▸ Apply what you read
A) From the passage on systemic autoimmune diseases in pregnancy, reproduce verbatim the stretch from "The purpose of" through "urine protein increase)".
B) Render the following sentence from the passage on systemic autoimmune diseases in pregnancy into Spanish: "Systemic autoimmune diseases (SADs) are relatively common in women of childbearing age."
─── Reading passage
Systemic autoimmune diseases (SADs) are relatively common in women of childbearing age. Given the chronic relapsing nature of SADs, it is more likely that a woman with an established SAD will get pregnant than that a new SAD will be diagnosed in a previously healthy pregnant woman.
Pregnancy and disease outcomes during and after pregnancy of SAD patients have improved significantly in the past decades, as the result of a better understanding of the diseases and the creation of multidisciplinary teams-including rheumatologists, high-risk obstetricians, and neonatologists-experienced in autoimmune diseases.1 However, the overlapping features of physiologic and pathological changes during pregnancy, selected autoantibodies (eg, antiphospholipid [aPL] and anti-Ro/La antibodies), and the teratogenicity of commonly used immunosuppressive agents can complicate the management of patients with SADs during pregnancy.
The purpose of this review is to discuss the challenges health professionals may face while managing pregnant patients with established SADs, as well as optimal medication management, including counseling and safety.
PREGNANCY-RELATED PHYSIOLOGIC CHANGES
Pregnancy is an altered physiologic state characterized by particular signs, symptoms, and hormonal changes. Various changes can occur during a normal pregnancy and create a challenge in the management of pregnant patients with SADs2:
* Hemodynamic (intravascular volume increase, generalized edema)
* Renal (glomerular filtration rate and urine protein increase)
* Cutaneous (palmar and facial erythema)
* Musculoskeletal (arthralgia, back pain)
* Hematologic (anemia, thrombocytopenia, leukocytosis, erythrocyte sedimentation rate increase, prothrombotic profile)
* Immunologic (variation in the function of B cells, T cells, and monocytes; elevated complement [C]3 and C4 levels)
──────
─── Raw data
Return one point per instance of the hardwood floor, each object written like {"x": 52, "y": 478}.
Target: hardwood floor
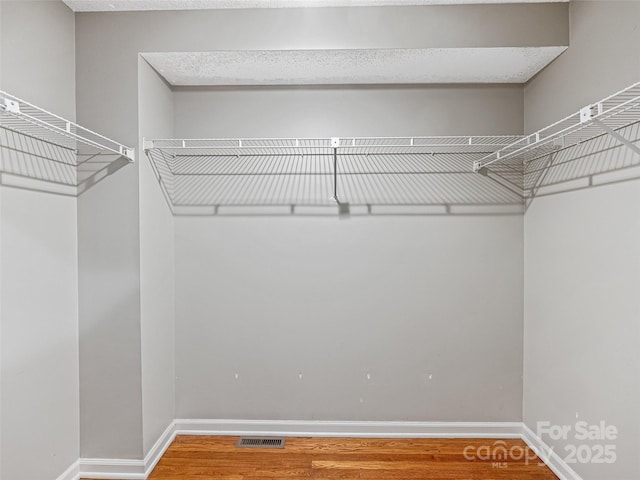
──────
▸ List of solutions
A)
The purpose of this review is to discuss the challenges health professionals may face while managing pregnant patients with established SADs, as well as optimal medication management, including counseling and safety.
PREGNANCY-RELATED PHYSIOLOGIC CHANGES
Pregnancy is an altered physiologic state characterized by particular signs, symptoms, and hormonal changes. Various changes can occur during a normal pregnancy and create a challenge in the management of pregnant patients with SADs2:
* Hemodynamic (intravascular volume increase, generalized edema)
* Renal (glomerular filtration rate and urine protein increase)

B) Las enfermedades autoinmunes sistémicas (EAS) son relativamente frecuentes en mujeres en edad fértil.